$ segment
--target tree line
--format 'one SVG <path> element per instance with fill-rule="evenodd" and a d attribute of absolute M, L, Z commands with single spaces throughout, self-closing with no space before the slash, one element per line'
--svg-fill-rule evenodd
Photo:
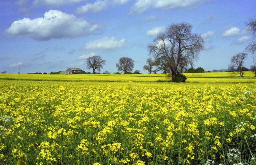
<path fill-rule="evenodd" d="M 254 58 L 256 20 L 250 20 L 246 26 L 247 29 L 252 32 L 253 39 L 246 50 L 251 53 L 253 62 L 256 65 Z M 172 23 L 166 28 L 163 32 L 157 35 L 153 42 L 147 45 L 151 57 L 147 59 L 143 70 L 150 74 L 159 71 L 168 74 L 168 76 L 171 78 L 172 82 L 184 81 L 186 78 L 182 74 L 183 73 L 204 72 L 201 67 L 195 69 L 193 68 L 194 61 L 198 59 L 198 54 L 204 50 L 204 41 L 200 35 L 192 32 L 192 27 L 191 24 L 187 22 Z M 247 56 L 247 53 L 242 52 L 232 56 L 228 66 L 229 70 L 237 71 L 240 76 L 242 76 L 243 65 Z M 105 62 L 100 56 L 94 56 L 87 59 L 87 68 L 92 69 L 93 74 L 95 74 L 96 71 L 100 72 Z M 132 74 L 134 60 L 127 57 L 121 57 L 116 67 L 118 71 L 125 74 Z M 256 66 L 252 66 L 251 69 L 256 77 Z M 137 72 L 139 73 L 139 71 Z M 107 71 L 104 73 L 109 73 Z"/>

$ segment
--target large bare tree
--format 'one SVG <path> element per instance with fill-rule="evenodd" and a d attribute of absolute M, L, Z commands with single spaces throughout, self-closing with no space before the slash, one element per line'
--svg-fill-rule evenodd
<path fill-rule="evenodd" d="M 134 67 L 134 60 L 129 57 L 124 57 L 119 59 L 118 63 L 116 64 L 118 71 L 124 72 L 126 74 L 129 72 L 132 72 Z"/>
<path fill-rule="evenodd" d="M 153 68 L 155 65 L 155 61 L 151 58 L 148 58 L 146 61 L 146 65 L 143 66 L 143 69 L 147 71 L 149 74 L 153 72 Z"/>
<path fill-rule="evenodd" d="M 187 63 L 193 63 L 203 49 L 203 39 L 199 35 L 192 32 L 192 28 L 186 22 L 171 24 L 155 38 L 153 44 L 148 45 L 150 54 L 156 61 L 166 63 L 165 65 L 171 72 L 172 82 L 176 82 L 182 62 L 185 60 Z"/>
<path fill-rule="evenodd" d="M 238 70 L 240 77 L 243 76 L 242 68 L 244 63 L 244 60 L 247 56 L 247 54 L 244 53 L 240 53 L 233 56 L 231 58 L 230 64 L 229 66 L 229 70 L 231 71 Z"/>
<path fill-rule="evenodd" d="M 86 63 L 87 68 L 93 69 L 93 73 L 95 74 L 95 71 L 100 71 L 101 69 L 103 68 L 103 66 L 105 65 L 105 60 L 101 59 L 101 57 L 99 56 L 94 56 L 87 58 Z"/>
<path fill-rule="evenodd" d="M 246 49 L 251 52 L 253 57 L 253 62 L 256 64 L 256 59 L 255 57 L 255 52 L 256 51 L 256 19 L 251 19 L 246 23 L 248 29 L 253 32 L 253 40 L 247 46 Z"/>

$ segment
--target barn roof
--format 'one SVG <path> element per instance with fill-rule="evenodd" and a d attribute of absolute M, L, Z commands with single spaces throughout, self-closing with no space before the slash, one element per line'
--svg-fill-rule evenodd
<path fill-rule="evenodd" d="M 70 68 L 68 69 L 67 69 L 67 70 L 81 71 L 82 70 L 80 68 Z"/>

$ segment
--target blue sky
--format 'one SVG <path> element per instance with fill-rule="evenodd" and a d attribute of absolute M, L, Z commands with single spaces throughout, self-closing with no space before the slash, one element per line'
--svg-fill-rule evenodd
<path fill-rule="evenodd" d="M 256 18 L 256 1 L 0 0 L 0 72 L 22 73 L 81 68 L 96 54 L 101 71 L 117 72 L 122 57 L 142 70 L 147 45 L 172 23 L 182 21 L 205 40 L 195 67 L 226 69 L 252 39 L 245 22 Z M 253 64 L 251 54 L 245 63 Z"/>

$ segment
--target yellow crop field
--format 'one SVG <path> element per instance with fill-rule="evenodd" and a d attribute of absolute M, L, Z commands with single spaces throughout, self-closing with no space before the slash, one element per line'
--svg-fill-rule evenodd
<path fill-rule="evenodd" d="M 0 74 L 0 164 L 256 164 L 251 73 Z"/>

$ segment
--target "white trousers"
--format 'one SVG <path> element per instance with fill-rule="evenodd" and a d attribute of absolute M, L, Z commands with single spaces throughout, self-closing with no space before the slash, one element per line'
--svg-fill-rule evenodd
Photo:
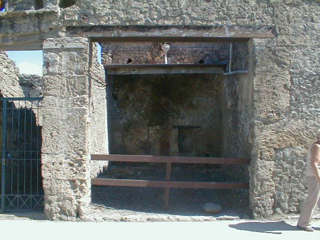
<path fill-rule="evenodd" d="M 310 226 L 312 213 L 317 204 L 320 207 L 320 181 L 315 177 L 306 176 L 308 186 L 308 196 L 302 206 L 298 225 L 306 228 Z"/>

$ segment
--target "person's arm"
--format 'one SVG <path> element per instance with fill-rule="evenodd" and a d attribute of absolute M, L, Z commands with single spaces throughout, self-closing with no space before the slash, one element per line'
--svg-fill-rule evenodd
<path fill-rule="evenodd" d="M 310 165 L 313 170 L 315 176 L 320 181 L 320 173 L 318 169 L 318 164 L 320 163 L 320 145 L 316 144 L 311 148 Z"/>

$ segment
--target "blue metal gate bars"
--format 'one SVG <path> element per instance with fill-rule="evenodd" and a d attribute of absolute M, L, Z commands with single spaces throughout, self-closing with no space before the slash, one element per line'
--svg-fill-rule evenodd
<path fill-rule="evenodd" d="M 43 209 L 41 99 L 0 98 L 1 211 Z"/>

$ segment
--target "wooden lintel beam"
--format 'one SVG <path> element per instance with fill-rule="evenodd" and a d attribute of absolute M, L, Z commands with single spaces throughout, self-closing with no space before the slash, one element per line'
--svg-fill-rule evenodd
<path fill-rule="evenodd" d="M 190 188 L 207 189 L 232 189 L 249 188 L 248 183 L 242 182 L 192 182 L 174 181 L 149 181 L 129 179 L 114 179 L 109 178 L 92 178 L 92 185 L 118 187 L 164 188 Z"/>
<path fill-rule="evenodd" d="M 148 41 L 245 41 L 274 37 L 272 26 L 69 26 L 68 36 L 90 37 L 98 42 Z"/>
<path fill-rule="evenodd" d="M 154 156 L 118 155 L 92 154 L 92 160 L 114 162 L 144 162 L 166 163 L 190 163 L 209 164 L 249 164 L 250 159 L 228 157 L 204 157 L 172 156 Z"/>

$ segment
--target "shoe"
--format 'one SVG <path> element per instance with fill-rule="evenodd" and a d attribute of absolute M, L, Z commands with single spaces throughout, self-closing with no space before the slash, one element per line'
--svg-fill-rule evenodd
<path fill-rule="evenodd" d="M 297 227 L 301 230 L 306 231 L 307 232 L 313 232 L 314 231 L 314 230 L 313 230 L 313 228 L 310 227 L 307 227 L 306 228 L 304 228 L 303 227 L 301 227 L 301 226 L 299 226 L 299 225 L 297 225 Z"/>

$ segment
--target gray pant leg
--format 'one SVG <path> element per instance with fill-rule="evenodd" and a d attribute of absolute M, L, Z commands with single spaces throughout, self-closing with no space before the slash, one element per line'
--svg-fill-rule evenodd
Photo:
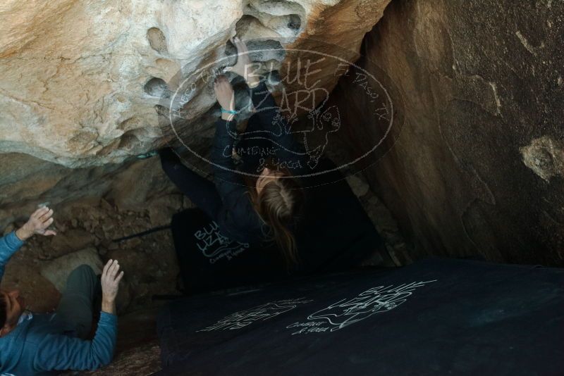
<path fill-rule="evenodd" d="M 57 320 L 65 334 L 85 339 L 92 325 L 92 304 L 99 281 L 87 265 L 81 265 L 68 275 L 66 287 L 56 310 Z"/>

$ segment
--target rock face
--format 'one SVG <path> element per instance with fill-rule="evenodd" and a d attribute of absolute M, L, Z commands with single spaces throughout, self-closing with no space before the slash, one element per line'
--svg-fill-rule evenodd
<path fill-rule="evenodd" d="M 72 168 L 122 162 L 164 144 L 157 112 L 171 79 L 225 65 L 213 62 L 233 47 L 231 37 L 259 38 L 250 49 L 319 50 L 319 39 L 352 56 L 388 1 L 3 1 L 0 151 Z M 268 72 L 296 55 L 254 58 Z M 337 77 L 325 68 L 312 78 L 331 89 Z M 205 128 L 214 103 L 207 84 L 183 104 Z"/>
<path fill-rule="evenodd" d="M 367 36 L 405 118 L 368 175 L 417 254 L 564 263 L 563 47 L 541 0 L 399 0 Z M 352 144 L 381 136 L 364 93 L 332 95 Z"/>

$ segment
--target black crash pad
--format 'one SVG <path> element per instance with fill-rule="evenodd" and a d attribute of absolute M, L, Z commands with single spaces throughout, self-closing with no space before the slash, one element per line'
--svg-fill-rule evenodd
<path fill-rule="evenodd" d="M 319 168 L 334 167 L 324 159 Z M 197 208 L 176 214 L 173 237 L 185 292 L 350 269 L 382 246 L 382 238 L 340 173 L 308 179 L 302 181 L 307 209 L 296 234 L 300 260 L 291 268 L 272 242 L 231 241 Z"/>
<path fill-rule="evenodd" d="M 160 375 L 551 375 L 564 270 L 429 259 L 175 301 Z"/>

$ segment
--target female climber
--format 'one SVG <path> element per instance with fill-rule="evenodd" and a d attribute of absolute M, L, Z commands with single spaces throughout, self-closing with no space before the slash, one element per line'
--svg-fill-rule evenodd
<path fill-rule="evenodd" d="M 180 191 L 218 223 L 223 235 L 251 244 L 274 240 L 292 265 L 298 261 L 295 232 L 304 203 L 303 191 L 292 173 L 298 173 L 303 165 L 300 153 L 296 153 L 299 146 L 264 81 L 247 73 L 252 63 L 245 42 L 236 37 L 232 42 L 238 61 L 228 69 L 245 78 L 255 106 L 236 150 L 233 89 L 221 75 L 214 84 L 221 106 L 212 151 L 214 182 L 183 165 L 170 148 L 160 151 L 162 168 Z M 238 169 L 235 153 L 243 161 Z"/>

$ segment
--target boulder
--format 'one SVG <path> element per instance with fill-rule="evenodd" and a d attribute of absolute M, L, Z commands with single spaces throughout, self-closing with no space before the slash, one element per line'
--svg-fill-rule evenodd
<path fill-rule="evenodd" d="M 306 50 L 352 58 L 388 1 L 4 1 L 1 152 L 73 168 L 122 162 L 170 138 L 159 126 L 160 101 L 198 69 L 234 62 L 225 59 L 231 37 L 252 41 L 265 73 L 307 58 Z M 330 90 L 336 65 L 320 63 L 310 79 Z M 290 65 L 290 75 L 301 68 Z M 213 121 L 209 84 L 183 104 L 202 129 Z"/>
<path fill-rule="evenodd" d="M 417 256 L 564 265 L 563 19 L 561 1 L 399 0 L 367 35 L 394 127 L 350 80 L 332 97 L 353 153 L 384 139 L 367 175 Z"/>

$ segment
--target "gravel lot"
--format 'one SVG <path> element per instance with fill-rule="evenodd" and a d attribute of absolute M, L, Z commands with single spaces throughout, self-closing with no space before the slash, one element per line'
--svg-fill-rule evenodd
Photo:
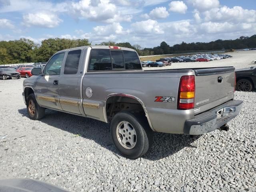
<path fill-rule="evenodd" d="M 24 79 L 0 80 L 0 179 L 34 178 L 74 192 L 256 191 L 256 92 L 236 92 L 244 106 L 229 131 L 156 133 L 149 152 L 130 160 L 103 122 L 49 110 L 30 120 Z"/>

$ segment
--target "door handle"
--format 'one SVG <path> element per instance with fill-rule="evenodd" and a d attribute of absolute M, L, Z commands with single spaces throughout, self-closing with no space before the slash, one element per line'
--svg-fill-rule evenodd
<path fill-rule="evenodd" d="M 59 81 L 58 80 L 54 80 L 53 81 L 53 84 L 54 85 L 58 85 L 59 84 Z"/>

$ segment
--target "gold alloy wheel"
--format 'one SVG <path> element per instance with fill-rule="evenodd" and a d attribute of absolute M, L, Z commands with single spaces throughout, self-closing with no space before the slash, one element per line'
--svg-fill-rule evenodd
<path fill-rule="evenodd" d="M 32 115 L 36 113 L 36 105 L 32 100 L 30 100 L 28 103 L 28 110 L 30 114 Z"/>

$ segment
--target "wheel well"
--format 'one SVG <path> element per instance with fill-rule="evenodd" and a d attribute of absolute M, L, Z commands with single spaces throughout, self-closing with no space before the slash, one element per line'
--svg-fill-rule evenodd
<path fill-rule="evenodd" d="M 250 81 L 251 83 L 252 83 L 252 87 L 253 88 L 256 88 L 256 87 L 255 87 L 255 85 L 254 85 L 254 83 L 253 83 L 253 81 L 252 81 L 252 79 L 251 78 L 250 78 L 250 77 L 238 77 L 236 78 L 236 82 L 237 82 L 239 80 L 240 80 L 241 79 L 246 79 L 247 80 L 248 80 L 249 81 Z"/>
<path fill-rule="evenodd" d="M 33 89 L 30 87 L 26 87 L 24 90 L 24 96 L 25 96 L 25 100 L 27 102 L 27 99 L 30 94 L 34 93 Z"/>
<path fill-rule="evenodd" d="M 106 114 L 108 118 L 112 119 L 118 112 L 129 111 L 146 114 L 141 104 L 135 99 L 122 96 L 113 96 L 106 101 Z"/>

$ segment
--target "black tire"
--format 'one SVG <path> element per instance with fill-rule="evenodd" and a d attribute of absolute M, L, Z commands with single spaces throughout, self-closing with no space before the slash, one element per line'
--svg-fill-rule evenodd
<path fill-rule="evenodd" d="M 30 102 L 32 102 L 35 106 L 34 107 L 33 112 L 31 112 L 31 108 L 30 109 Z M 26 101 L 27 111 L 29 118 L 33 120 L 38 120 L 42 119 L 44 116 L 45 108 L 41 107 L 36 102 L 35 95 L 34 94 L 30 94 Z"/>
<path fill-rule="evenodd" d="M 124 121 L 130 124 L 136 132 L 136 143 L 131 149 L 125 148 L 118 138 L 118 126 Z M 125 111 L 117 113 L 111 122 L 111 131 L 112 138 L 116 148 L 123 155 L 131 159 L 136 159 L 144 155 L 150 148 L 153 142 L 152 132 L 146 118 L 137 114 Z"/>
<path fill-rule="evenodd" d="M 236 90 L 237 91 L 250 92 L 252 91 L 253 88 L 252 82 L 246 79 L 238 80 L 236 84 Z"/>

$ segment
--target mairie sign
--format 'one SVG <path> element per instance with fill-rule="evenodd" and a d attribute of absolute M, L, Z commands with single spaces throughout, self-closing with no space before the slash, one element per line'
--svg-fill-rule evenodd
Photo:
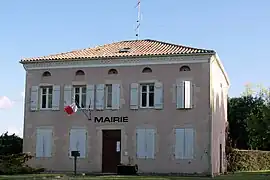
——
• Exercise details
Pull together each line in the items above that contains the string "black". Case counts, so only lines with that exact capitalization qualify.

• Final result
--target black crash pad
--target "black tire"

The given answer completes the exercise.